### DOCUMENT TEXT
BEGIN

High-volatility ticks can cause bank run due to negative liquidations
Description
The liquidation mechanism in Market.sol calculates the maintenance (minimum collateral) and liquidation fee for a given position as follows:
function liquidationFee(
Position memory self,
OracleVersion memory latestVersion,
RiskParameter memory riskParameter
) internal pure returns (UFixed6) {
return maintenance(self, latestVersion, riskParameter)
.mul(riskParameter.liquidationFee)
.min(riskParameter.maxLiquidationFee)
.max(riskParameter.minLiquidationFee);
}
function maintenance(
Position memory self,
OracleVersion memory latestVersion,
RiskParameter memory riskParameter
) internal pure returns (UFixed6) {
if (magnitude(self).isZero()) return UFixed6Lib.ZERO;
return magnitude(self)
.mul(latestVersion.price.abs())
.mul(riskParameter.maintenance)
.max(riskParameter.minMaintenance);
}
Since the liquidation fee is not constrained to be less than the collateral, a high-volatility tick can cause the liquidation fee to exceed the deposited collateral. When this happens, the liquidation itself will cause the position to end with negative collateral. So, if a user opens a position with collateral very close to maintenance, the position can then be self-liquidated for more than the deposited collateral following a volatile tick.
Impact
We created a proof of concept (POC) for this bug (section ). In this POC, we demonstrate a scenario where the first depositor can self-liquidate the position for more than their deposit, effectively stealing other users' funds and making the market insolvent.
An excerpt of the POC output is shown below:
User deposits collateral
Deposited collateral: 1000000000
Volatile click changes price to 1.5
Position liquidated
collateral after liquidation: -1001000000
token earned by liquidator: 1001000000
attack successful
It is to be noted that although an organic bank run scenario is possible, it does require a fairly volatile tick from the oracle under appropriate tuning parameters.

END

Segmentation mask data
BEGIN

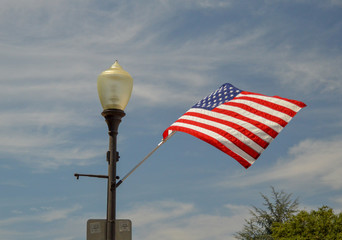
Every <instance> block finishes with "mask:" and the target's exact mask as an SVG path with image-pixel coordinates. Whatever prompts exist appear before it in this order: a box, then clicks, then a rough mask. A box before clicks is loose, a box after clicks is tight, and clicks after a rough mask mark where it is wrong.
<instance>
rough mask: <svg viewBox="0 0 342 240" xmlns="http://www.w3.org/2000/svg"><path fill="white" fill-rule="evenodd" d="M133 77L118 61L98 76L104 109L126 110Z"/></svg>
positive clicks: (98, 81) (102, 106) (99, 91)
mask: <svg viewBox="0 0 342 240" xmlns="http://www.w3.org/2000/svg"><path fill="white" fill-rule="evenodd" d="M132 89H133V78H132V77H131V75H130V74H129V73H128V72H126V71H125V70H123V69H122V67H121V66H120V65H119V63H118V61H115V63H114V64H113V65H112V66H111V67H110V68H109V69H107V70H106V71H103V72H102V73H101V74H100V75H99V76H98V78H97V91H98V94H99V98H100V102H101V105H102V107H103V110H107V109H120V110H124V109H125V108H126V106H127V104H128V101H129V99H130V97H131V93H132Z"/></svg>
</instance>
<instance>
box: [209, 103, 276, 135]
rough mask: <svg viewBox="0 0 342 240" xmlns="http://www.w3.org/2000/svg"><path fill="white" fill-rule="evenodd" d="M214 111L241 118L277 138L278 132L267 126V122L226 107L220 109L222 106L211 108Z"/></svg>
mask: <svg viewBox="0 0 342 240" xmlns="http://www.w3.org/2000/svg"><path fill="white" fill-rule="evenodd" d="M211 111H212V112H218V113H222V114H225V115H227V116H231V117H234V118H237V119H239V120H242V121H245V122H248V123H250V124H252V125H254V126H255V127H257V128H259V129H260V130H262V131H264V132H265V133H267V134H268V135H270V136H271V137H272V138H275V137H276V136H277V135H278V133H277V132H276V131H274V130H273V129H272V128H270V127H269V126H267V125H266V124H263V123H261V122H258V121H256V120H254V119H251V118H247V117H245V116H243V115H241V114H238V113H236V112H234V111H229V110H225V109H220V108H214V109H213V110H211Z"/></svg>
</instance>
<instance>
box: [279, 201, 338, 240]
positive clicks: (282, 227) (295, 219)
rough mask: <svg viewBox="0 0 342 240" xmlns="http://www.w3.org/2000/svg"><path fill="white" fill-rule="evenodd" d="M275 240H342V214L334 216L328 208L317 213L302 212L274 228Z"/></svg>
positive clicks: (298, 213)
mask: <svg viewBox="0 0 342 240" xmlns="http://www.w3.org/2000/svg"><path fill="white" fill-rule="evenodd" d="M272 237H273V238H274V239H279V240H285V239H297V240H314V239H319V240H321V239H324V240H341V239H342V213H339V214H336V215H335V214H334V212H333V210H332V209H331V208H329V207H327V206H323V207H321V208H319V209H318V210H317V211H314V210H313V211H311V212H310V213H309V212H307V211H301V212H299V213H298V214H297V215H296V216H293V217H291V218H290V219H289V220H288V221H286V222H282V223H281V222H277V223H274V224H273V227H272Z"/></svg>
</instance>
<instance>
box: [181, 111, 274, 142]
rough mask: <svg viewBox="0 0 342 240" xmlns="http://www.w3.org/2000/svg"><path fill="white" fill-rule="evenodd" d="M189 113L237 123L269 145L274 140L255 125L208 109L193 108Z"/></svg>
mask: <svg viewBox="0 0 342 240" xmlns="http://www.w3.org/2000/svg"><path fill="white" fill-rule="evenodd" d="M188 112H195V113H200V114H204V115H207V116H210V117H214V118H217V119H222V120H224V121H228V122H232V123H235V124H237V125H239V126H241V127H243V128H245V129H247V130H249V131H251V132H252V133H254V134H255V135H257V136H258V137H260V138H261V139H262V140H264V141H266V142H267V143H270V142H271V141H272V140H273V138H272V137H271V136H270V135H268V134H267V133H265V132H264V131H262V130H261V129H260V128H257V127H256V126H254V125H253V124H251V123H249V122H246V121H243V120H240V119H237V118H234V117H231V116H228V115H225V114H223V113H217V112H211V111H209V110H206V109H202V108H191V109H190V110H189V111H188Z"/></svg>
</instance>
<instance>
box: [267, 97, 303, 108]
mask: <svg viewBox="0 0 342 240" xmlns="http://www.w3.org/2000/svg"><path fill="white" fill-rule="evenodd" d="M273 97H274V98H279V99H282V100H285V101H288V102H290V103H293V104H295V105H297V106H298V107H300V108H304V107H306V104H305V103H303V102H301V101H297V100H293V99H288V98H282V97H279V96H273Z"/></svg>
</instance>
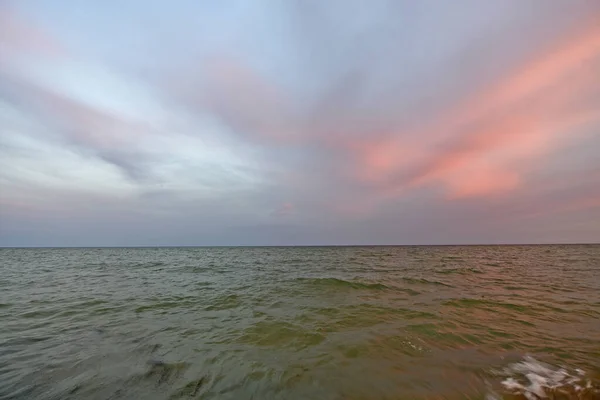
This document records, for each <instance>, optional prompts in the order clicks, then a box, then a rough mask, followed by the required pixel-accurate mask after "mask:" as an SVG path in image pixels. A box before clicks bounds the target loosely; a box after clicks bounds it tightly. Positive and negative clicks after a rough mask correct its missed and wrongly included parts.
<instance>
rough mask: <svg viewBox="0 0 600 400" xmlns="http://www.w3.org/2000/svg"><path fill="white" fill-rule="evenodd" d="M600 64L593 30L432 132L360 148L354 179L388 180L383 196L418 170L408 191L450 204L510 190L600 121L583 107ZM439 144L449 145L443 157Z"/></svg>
mask: <svg viewBox="0 0 600 400" xmlns="http://www.w3.org/2000/svg"><path fill="white" fill-rule="evenodd" d="M598 62H600V30H598V29H594V30H591V31H588V32H585V33H584V34H583V35H579V36H577V37H575V38H574V39H572V40H570V41H567V42H566V44H564V43H563V44H560V45H559V46H558V47H557V48H555V49H554V50H552V51H549V52H548V53H547V54H544V55H543V56H541V57H538V58H536V59H534V60H533V61H532V62H530V63H529V64H527V65H525V66H523V67H521V68H520V69H518V70H516V71H515V72H514V73H512V74H511V75H509V76H508V77H507V78H506V79H504V80H503V81H501V82H499V83H498V84H496V85H493V86H492V87H491V89H487V90H486V91H484V92H482V93H480V94H478V95H477V96H475V98H473V99H470V100H467V101H466V102H464V103H462V104H461V105H459V106H458V107H457V109H456V110H454V111H451V112H450V113H449V114H447V116H446V117H441V118H440V117H437V118H434V120H435V122H434V125H433V126H432V127H431V128H429V129H427V130H424V131H415V132H403V133H402V135H399V136H397V137H399V138H403V139H394V138H393V137H391V138H387V139H385V140H381V139H375V140H373V141H372V142H370V143H364V144H362V145H361V146H355V147H354V148H353V150H355V152H356V162H357V165H356V172H355V176H356V177H357V179H359V180H366V181H369V182H387V183H385V184H384V188H383V189H384V191H388V192H389V191H390V190H393V189H396V190H397V191H398V192H400V191H402V190H403V189H406V186H405V183H402V182H400V183H398V181H397V180H395V179H391V178H390V177H393V176H395V175H397V174H400V175H401V176H402V175H403V172H405V171H406V170H411V169H414V168H415V167H416V171H417V172H416V173H415V174H414V175H413V176H412V177H411V178H410V179H409V180H408V183H407V185H408V187H409V188H416V187H420V186H423V185H428V184H431V183H438V184H442V185H444V186H445V187H446V188H447V191H448V195H449V197H450V198H461V197H476V196H493V195H497V194H499V193H506V192H509V191H512V190H514V189H516V188H518V187H519V186H520V185H521V184H522V183H523V178H522V175H523V174H524V173H525V172H527V171H528V170H529V169H531V168H534V167H535V166H536V164H537V163H540V162H543V156H545V155H547V154H549V153H550V152H551V151H552V150H554V149H556V148H557V147H558V146H560V144H561V143H562V142H563V141H565V140H566V139H569V140H573V139H574V133H576V132H577V131H576V130H577V128H578V127H580V126H582V125H585V124H588V123H591V122H596V121H600V105H598V104H597V99H595V100H594V99H593V98H592V99H591V100H589V101H588V102H587V104H586V102H585V101H584V102H583V104H582V99H584V100H585V99H587V97H586V96H588V97H589V95H590V94H592V95H593V93H596V92H597V90H599V89H600V81H599V80H598V78H597V70H596V69H595V68H594V65H597V64H594V63H598ZM594 101H595V102H594ZM565 135H569V136H568V137H565ZM436 143H437V144H440V143H441V144H443V145H442V147H441V148H442V150H441V151H436V150H435V149H436ZM444 143H445V144H444ZM437 146H438V147H439V145H437Z"/></svg>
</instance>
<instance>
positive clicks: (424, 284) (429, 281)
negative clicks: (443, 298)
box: [402, 278, 452, 287]
mask: <svg viewBox="0 0 600 400" xmlns="http://www.w3.org/2000/svg"><path fill="white" fill-rule="evenodd" d="M402 280H403V281H404V282H407V283H412V284H422V285H438V286H447V287H452V286H451V285H448V284H447V283H444V282H440V281H431V280H429V279H424V278H402Z"/></svg>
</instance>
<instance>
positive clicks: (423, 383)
mask: <svg viewBox="0 0 600 400" xmlns="http://www.w3.org/2000/svg"><path fill="white" fill-rule="evenodd" d="M544 396H548V397H549V398H556V399H559V398H560V399H562V398H565V399H568V398H573V399H579V398H582V399H600V246H599V245H553V246H439V247H436V246H423V247H288V248H286V247H272V248H269V247H255V248H251V247H247V248H245V247H231V248H99V249H97V248H86V249H83V248H81V249H67V248H65V249H0V399H27V400H30V399H32V400H34V399H40V400H41V399H44V400H46V399H61V400H62V399H103V400H104V399H151V400H152V399H187V398H197V399H236V400H240V399H242V400H243V399H331V400H334V399H340V400H342V399H344V400H346V399H365V400H366V399H378V400H381V399H487V400H489V399H518V398H523V399H537V398H544ZM552 396H554V397H552Z"/></svg>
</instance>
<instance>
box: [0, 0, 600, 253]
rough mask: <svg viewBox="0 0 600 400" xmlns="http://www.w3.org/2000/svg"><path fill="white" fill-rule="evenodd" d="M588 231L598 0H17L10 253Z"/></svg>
mask: <svg viewBox="0 0 600 400" xmlns="http://www.w3.org/2000/svg"><path fill="white" fill-rule="evenodd" d="M581 242H600V1H598V0H569V1H565V0H489V1H480V0H456V1H445V0H422V1H412V0H410V1H409V0H389V1H379V0H370V1H366V0H330V1H318V0H288V1H275V0H256V1H246V0H225V1H207V0H175V1H170V2H166V1H159V0H119V1H114V0H109V1H77V0H63V1H56V0H14V1H11V0H0V246H156V245H169V246H175V245H181V246H194V245H199V246H203V245H206V246H212V245H344V244H349V245H357V244H397V245H411V244H488V243H490V244H500V243H581Z"/></svg>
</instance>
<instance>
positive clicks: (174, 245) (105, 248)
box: [0, 242, 600, 249]
mask: <svg viewBox="0 0 600 400" xmlns="http://www.w3.org/2000/svg"><path fill="white" fill-rule="evenodd" d="M594 245H596V246H597V245H600V242H565V243H560V242H553V243H550V242H548V243H446V244H288V245H282V244H272V245H269V244H264V245H138V246H1V245H0V249H149V248H237V247H244V248H265V247H286V248H288V247H467V246H473V247H474V246H594Z"/></svg>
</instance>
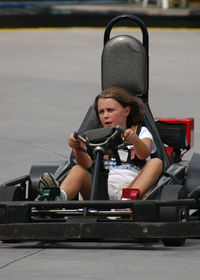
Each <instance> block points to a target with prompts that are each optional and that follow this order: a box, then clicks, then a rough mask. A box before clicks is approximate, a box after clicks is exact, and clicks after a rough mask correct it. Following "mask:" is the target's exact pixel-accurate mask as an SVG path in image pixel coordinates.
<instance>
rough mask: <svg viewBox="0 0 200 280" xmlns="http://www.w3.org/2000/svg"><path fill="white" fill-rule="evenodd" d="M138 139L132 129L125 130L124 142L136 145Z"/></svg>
mask: <svg viewBox="0 0 200 280" xmlns="http://www.w3.org/2000/svg"><path fill="white" fill-rule="evenodd" d="M137 138H138V136H137V135H136V133H135V132H134V131H133V130H132V129H130V128H128V129H126V130H125V132H124V140H125V142H126V143H127V144H129V145H134V142H135V141H136V139H137Z"/></svg>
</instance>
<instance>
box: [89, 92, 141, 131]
mask: <svg viewBox="0 0 200 280" xmlns="http://www.w3.org/2000/svg"><path fill="white" fill-rule="evenodd" d="M101 98H103V99H106V98H112V99H114V100H116V101H117V102H119V103H120V104H121V106H122V107H123V108H125V107H127V106H130V107H131V111H130V113H129V115H128V117H127V120H126V124H127V127H128V128H130V127H131V126H132V125H136V124H138V123H140V122H142V121H143V120H144V107H143V103H142V101H141V100H140V99H139V98H138V97H136V96H134V95H131V94H130V93H129V92H127V91H126V90H125V89H122V88H117V87H112V88H108V89H106V90H103V91H102V92H101V93H100V94H99V95H97V97H96V98H95V101H94V109H95V112H96V116H97V124H98V126H100V125H101V121H100V119H99V113H98V101H99V99H101Z"/></svg>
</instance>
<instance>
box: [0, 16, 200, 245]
mask: <svg viewBox="0 0 200 280" xmlns="http://www.w3.org/2000/svg"><path fill="white" fill-rule="evenodd" d="M125 20H128V22H129V23H130V22H131V23H133V24H136V25H137V26H139V28H140V30H141V32H142V41H140V40H138V39H136V38H135V37H133V36H130V35H124V34H122V35H117V36H114V37H112V38H110V36H111V31H112V28H113V27H114V26H116V25H117V24H119V23H121V22H122V21H125ZM148 46H149V42H148V31H147V29H146V27H145V25H144V23H143V22H142V21H141V20H140V19H139V18H137V17H135V16H131V15H122V16H119V17H116V18H114V19H113V20H111V21H110V22H109V24H108V25H107V27H106V29H105V33H104V48H103V52H102V89H106V88H109V87H113V86H114V87H122V88H125V89H127V90H128V91H129V92H134V94H136V96H137V97H139V98H140V99H141V101H142V102H143V103H144V108H145V120H144V124H143V125H145V126H147V128H148V129H149V130H150V132H151V133H152V135H153V138H154V142H155V144H156V147H157V151H156V154H155V155H154V156H157V157H159V158H161V159H162V161H163V172H162V174H161V176H160V178H159V180H158V181H157V183H156V185H155V186H154V188H153V189H152V190H151V191H150V192H149V193H148V194H146V195H145V197H144V198H143V199H141V200H139V199H138V191H137V190H135V189H125V190H123V195H122V197H123V199H121V200H119V201H111V200H109V196H108V190H107V177H108V171H107V170H106V169H105V166H104V161H103V156H104V155H105V154H114V155H115V156H116V159H117V160H120V159H119V157H118V154H119V152H118V151H119V150H120V149H124V148H125V143H124V142H123V140H122V138H121V134H122V133H123V130H122V128H121V127H109V128H97V125H96V115H95V111H94V108H93V106H90V107H89V110H88V112H87V114H86V116H85V118H84V120H83V122H82V124H81V126H80V128H79V130H78V132H76V137H78V138H79V139H81V141H82V142H83V143H84V144H85V146H84V147H85V148H86V149H87V152H88V153H89V154H90V155H91V156H92V158H93V160H94V164H93V168H92V191H91V198H90V200H87V201H86V200H81V199H80V198H76V199H75V200H72V201H65V202H61V201H54V200H52V199H53V198H54V197H55V196H56V195H57V189H54V188H52V189H50V188H49V189H48V188H47V189H45V190H44V192H43V193H42V194H40V195H39V192H38V183H39V179H40V177H41V175H42V174H43V173H44V172H51V173H53V174H54V177H55V178H56V180H57V181H58V182H59V183H61V182H62V181H63V180H64V178H65V177H66V176H67V174H68V172H69V171H70V169H71V168H72V166H73V165H74V164H76V162H75V157H74V154H73V151H72V153H71V155H70V157H69V159H68V160H66V161H60V162H46V163H41V164H38V165H33V166H32V167H31V169H30V173H29V174H28V175H25V176H22V177H20V178H17V179H13V180H10V181H8V182H4V183H2V184H1V186H0V240H3V241H11V240H12V241H15V240H22V241H25V240H35V241H39V240H40V241H77V240H78V241H123V242H126V241H128V242H134V241H144V240H145V241H152V240H162V242H163V244H164V245H174V246H180V245H183V244H184V242H185V239H187V238H199V237H200V201H199V197H200V183H199V182H200V172H199V171H200V155H199V154H197V153H195V154H193V156H192V158H191V160H190V161H184V160H183V154H184V153H185V152H187V151H188V150H189V149H190V148H191V147H192V146H193V134H194V120H193V119H192V118H182V119H177V118H176V119H173V118H169V119H161V118H154V117H153V114H152V112H151V110H150V108H149V102H148V100H149V99H148V93H149V92H148V87H149V61H148V52H149V50H148Z"/></svg>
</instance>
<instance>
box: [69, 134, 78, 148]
mask: <svg viewBox="0 0 200 280" xmlns="http://www.w3.org/2000/svg"><path fill="white" fill-rule="evenodd" d="M68 144H69V146H70V147H71V148H72V149H78V148H79V147H80V140H79V139H76V138H75V137H74V133H71V134H70V135H69V137H68Z"/></svg>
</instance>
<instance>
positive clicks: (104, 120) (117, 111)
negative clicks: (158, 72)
mask: <svg viewBox="0 0 200 280" xmlns="http://www.w3.org/2000/svg"><path fill="white" fill-rule="evenodd" d="M94 108H95V111H96V115H97V121H98V126H103V127H107V126H117V125H119V126H121V127H123V128H124V130H125V132H124V135H123V138H124V141H125V142H126V143H127V145H128V151H124V152H123V155H122V154H121V157H122V164H121V165H116V164H114V163H113V162H112V159H110V160H106V161H105V167H106V168H108V169H109V176H108V193H109V198H110V199H111V200H117V199H121V195H122V189H123V188H126V187H127V188H136V189H139V191H140V198H142V197H143V196H144V195H145V194H146V193H147V192H148V191H149V190H150V188H152V187H153V185H154V184H155V183H156V181H157V180H158V178H159V176H160V174H161V172H162V167H163V165H162V161H161V160H160V159H159V158H153V159H151V158H150V155H151V153H154V152H155V151H156V147H155V144H154V142H153V137H152V135H151V133H150V132H149V131H148V129H147V128H146V127H144V126H142V127H141V129H140V132H139V135H137V134H136V127H137V126H138V125H139V124H140V123H141V122H142V121H143V119H144V111H143V106H142V104H141V102H140V101H139V99H138V98H137V97H135V96H132V95H130V94H129V93H128V92H127V91H125V90H124V89H121V88H108V89H106V90H104V91H103V92H102V93H101V94H99V95H98V96H97V97H96V99H95V102H94ZM68 143H69V145H70V147H71V148H73V150H74V153H75V157H76V160H77V165H75V166H73V167H72V169H71V171H70V172H69V174H68V176H67V177H66V178H65V180H64V181H63V182H62V184H61V186H60V189H61V195H60V199H61V200H65V199H69V200H71V199H73V198H74V197H76V195H77V194H78V193H79V192H80V193H81V195H82V197H83V199H89V198H90V192H91V186H92V178H91V174H90V172H89V171H88V169H89V168H91V166H92V159H91V158H90V156H89V155H88V154H87V153H85V152H82V151H81V150H80V149H79V147H80V140H79V139H76V138H75V137H74V135H73V134H71V135H70V136H69V138H68ZM141 166H143V167H142V168H141ZM56 184H57V182H56V181H55V179H54V178H53V176H52V175H51V174H49V173H45V174H43V176H42V177H41V179H40V187H42V186H43V185H44V186H45V185H48V186H55V185H56Z"/></svg>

END

### EXERCISES TO COMPLETE
A. In the write-up on negative liquidations, what happens to a position when the liquidation fee exceeds its deposited collateral?
B. Continue the write-up on negative liquidations from its final sentence.

### RESPONSES TO THE TASKS
A. The liquidation itself causes the position to end with negative collateral.

B.
For example, for a power two oracle with riskParameter.liquidationFee = 0.5
, we would need a 48% price change between two subsequent oracle ticks. With riskParameter.liquidationFee = 0.7
, the required volatility is 18%. These values, while feasible, are still rare in practice.
There are two other possible exploitation scenarios.
It may be used as a backdoor by a malicious oracle operator to drain the market relying on it.
It may lead to a malicious user trying to intentionally exploit this as an infinite money glitch by opening a number of positions and self-liquidating them. However, such a user would need to anticipate an incoming volatile tick.
Recommendations
A permanent fix would require liquidations to be capped at the total deposited assets of a user. However, the current Perennial design does not track the total deposit for an account, so implementing that would require a considerable amount of rewrites. For now, this possibility should be minimized via appropriate parameter tuning on a per-market level.